### Problem details
Would you write out the entries below, every one of them, exactly?

* start Provided records *

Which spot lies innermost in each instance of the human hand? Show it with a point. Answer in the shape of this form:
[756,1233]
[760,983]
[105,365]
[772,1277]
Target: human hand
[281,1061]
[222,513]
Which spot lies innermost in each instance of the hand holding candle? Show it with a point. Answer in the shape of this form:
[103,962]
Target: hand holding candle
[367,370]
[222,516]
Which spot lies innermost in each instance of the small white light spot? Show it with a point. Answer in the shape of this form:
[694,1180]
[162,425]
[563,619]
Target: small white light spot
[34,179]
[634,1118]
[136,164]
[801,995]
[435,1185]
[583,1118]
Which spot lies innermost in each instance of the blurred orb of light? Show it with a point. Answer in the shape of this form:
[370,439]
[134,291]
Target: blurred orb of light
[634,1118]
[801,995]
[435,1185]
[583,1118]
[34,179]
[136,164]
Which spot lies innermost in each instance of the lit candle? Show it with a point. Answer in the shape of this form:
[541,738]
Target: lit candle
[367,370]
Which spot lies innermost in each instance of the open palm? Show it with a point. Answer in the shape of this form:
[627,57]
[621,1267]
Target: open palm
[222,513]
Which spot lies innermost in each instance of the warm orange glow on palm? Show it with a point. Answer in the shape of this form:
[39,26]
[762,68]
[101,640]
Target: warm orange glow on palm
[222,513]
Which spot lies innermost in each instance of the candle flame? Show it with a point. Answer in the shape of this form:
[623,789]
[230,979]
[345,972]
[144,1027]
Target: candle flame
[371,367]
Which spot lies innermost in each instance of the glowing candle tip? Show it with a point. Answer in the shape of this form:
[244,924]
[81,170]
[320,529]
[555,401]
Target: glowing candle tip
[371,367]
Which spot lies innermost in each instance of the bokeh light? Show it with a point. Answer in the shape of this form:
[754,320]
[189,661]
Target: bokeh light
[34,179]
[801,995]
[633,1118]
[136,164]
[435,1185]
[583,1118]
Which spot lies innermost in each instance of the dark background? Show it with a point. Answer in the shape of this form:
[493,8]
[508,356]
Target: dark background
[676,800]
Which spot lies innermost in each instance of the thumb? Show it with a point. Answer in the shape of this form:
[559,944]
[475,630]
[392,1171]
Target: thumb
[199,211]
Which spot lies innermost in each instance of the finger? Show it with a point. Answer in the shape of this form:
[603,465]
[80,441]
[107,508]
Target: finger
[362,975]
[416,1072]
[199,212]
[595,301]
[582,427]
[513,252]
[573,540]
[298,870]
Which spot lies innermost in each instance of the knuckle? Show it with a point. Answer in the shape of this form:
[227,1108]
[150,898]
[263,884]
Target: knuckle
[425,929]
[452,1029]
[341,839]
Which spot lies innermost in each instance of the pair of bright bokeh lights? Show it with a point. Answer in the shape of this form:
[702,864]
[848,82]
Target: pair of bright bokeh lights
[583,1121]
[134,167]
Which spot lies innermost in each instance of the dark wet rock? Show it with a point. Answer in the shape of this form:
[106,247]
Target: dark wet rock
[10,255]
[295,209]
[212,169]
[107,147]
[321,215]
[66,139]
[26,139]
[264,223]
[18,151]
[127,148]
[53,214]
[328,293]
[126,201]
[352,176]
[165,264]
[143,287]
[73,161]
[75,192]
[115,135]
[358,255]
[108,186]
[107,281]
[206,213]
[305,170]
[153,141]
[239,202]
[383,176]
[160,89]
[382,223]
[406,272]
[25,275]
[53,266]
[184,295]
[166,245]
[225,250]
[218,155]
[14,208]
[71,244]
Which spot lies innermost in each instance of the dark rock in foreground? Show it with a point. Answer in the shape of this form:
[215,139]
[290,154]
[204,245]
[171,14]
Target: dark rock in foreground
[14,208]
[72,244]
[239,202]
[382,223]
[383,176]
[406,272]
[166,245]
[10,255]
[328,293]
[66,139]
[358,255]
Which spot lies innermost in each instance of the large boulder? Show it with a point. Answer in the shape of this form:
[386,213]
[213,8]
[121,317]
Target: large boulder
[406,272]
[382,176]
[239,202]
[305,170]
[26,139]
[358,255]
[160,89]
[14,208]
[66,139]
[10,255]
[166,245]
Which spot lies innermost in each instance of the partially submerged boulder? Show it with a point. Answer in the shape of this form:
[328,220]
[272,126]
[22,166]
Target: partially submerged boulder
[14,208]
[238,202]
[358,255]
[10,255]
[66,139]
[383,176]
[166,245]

* end Provided records *

### Solution to this task
Which spot lies innermost in each instance of the human hand? Show it with a point. Answer in the shape of this form:
[756,1233]
[760,983]
[105,365]
[772,1277]
Target: human hand
[281,1061]
[222,513]
Which spot lies innermost in each instance of the hand holding candle? Show it with a point. Answer in the shape of this form:
[103,962]
Target: hand holding candle
[367,370]
[222,516]
Which spot lies innermost in each instance of the small white light spot? Show it with a point. Answer in the shape of this form:
[694,1180]
[162,425]
[563,619]
Target: small white light spot
[34,179]
[634,1118]
[136,164]
[801,995]
[435,1185]
[583,1118]
Which spot lies innermost in each instance of the blurred orb of light? Show it with a point. Answer in the shape of this form:
[370,439]
[134,291]
Target: blurred orb of light
[634,1118]
[801,995]
[435,1185]
[583,1118]
[34,179]
[136,164]
Which spot lies innermost in each instance of the lit candle? Show it with a point. Answer in the shape of this form:
[541,738]
Target: lit candle
[367,370]
Which spot lies innermost in each instance of the open palm? Show it with a point. Answer in the shape of this form:
[627,57]
[621,1267]
Target: open palm
[222,513]
Which spot lies innermost in each instance of the warm orange glow on palm? Show it with a point. Answer in the shape of this form:
[39,26]
[762,68]
[101,640]
Target: warm orange glow on palm
[222,513]
Which spot lies innermost in each instance of the candle flame? Show it with a point. Answer in the shape of this form:
[623,789]
[230,979]
[345,972]
[144,1027]
Target: candle flame
[371,367]
Which spot lies innermost in each instance of the glowing candle tip? Show it with a point. Answer in the shape of this form:
[244,924]
[81,170]
[320,529]
[555,401]
Target: glowing candle tip
[371,367]
Which spot lies innermost in each instance of the bokeh light? Show it with a point. Answer in the shape of this form:
[754,320]
[189,661]
Target: bokeh light
[34,179]
[801,995]
[633,1118]
[136,164]
[435,1185]
[583,1118]
Which spot lies innermost in each instance of the dark background? Show it with a point. Answer in the shape of this form:
[493,8]
[508,356]
Target: dark background
[676,800]
Which spot lies innermost in each instance of the thumb? Show it with a point. Answer in the shape of this form:
[559,944]
[475,630]
[392,1171]
Target: thumb
[199,211]
Which spot lies innermost in each instance of the finger? Show it with a point. Answer in the shape of this form:
[603,465]
[80,441]
[107,508]
Target: finger
[362,975]
[416,1072]
[199,212]
[595,301]
[582,427]
[513,252]
[573,540]
[298,870]
Which spot lies innermost in each instance of the knuckle? Show it with a point. Answer in the shape of this form:
[227,1108]
[150,898]
[263,884]
Target: knuckle
[425,929]
[452,1029]
[341,839]
Which spot lies innermost in each instance of the pair of bright bokeh lights? Show it with a point. Answer in the shape of this form:
[702,864]
[848,82]
Target: pair of bright bokeh lights
[583,1121]
[134,167]
Which spot lies innermost in each instance of the dark wet rock? Show it with a point. Answer in the shape of this form:
[106,247]
Target: dark wet rock
[10,255]
[295,209]
[212,169]
[107,147]
[321,215]
[66,139]
[26,139]
[264,223]
[18,151]
[127,148]
[53,214]
[328,293]
[126,201]
[352,176]
[165,264]
[143,287]
[73,161]
[75,192]
[115,135]
[358,255]
[108,186]
[107,281]
[206,213]
[305,170]
[153,141]
[239,202]
[383,176]
[160,89]
[382,223]
[406,272]
[25,275]
[53,266]
[184,295]
[166,245]
[225,250]
[218,155]
[14,208]
[71,244]
Which spot lies innermost in each instance of the dark rock in foreground? Show it with a point. Answer in the shape of this form:
[215,139]
[290,154]
[204,245]
[171,14]
Target: dark rock in foreground
[14,208]
[72,244]
[239,202]
[382,223]
[383,176]
[406,272]
[166,245]
[10,255]
[328,293]
[66,139]
[358,255]
Which spot lies innermost in each instance of the large boulder? Show it with a point. Answer in the shape of this form:
[386,213]
[213,8]
[121,317]
Target: large boulder
[406,272]
[382,176]
[239,202]
[305,170]
[26,139]
[358,255]
[160,89]
[14,208]
[66,139]
[10,255]
[166,245]
Which spot lies innermost in each instance of the partially submerged boulder? Show it with a point. Answer in the shape of this form:
[328,220]
[272,126]
[22,166]
Target: partially submerged boulder
[14,208]
[238,202]
[358,255]
[10,255]
[66,139]
[383,176]
[166,245]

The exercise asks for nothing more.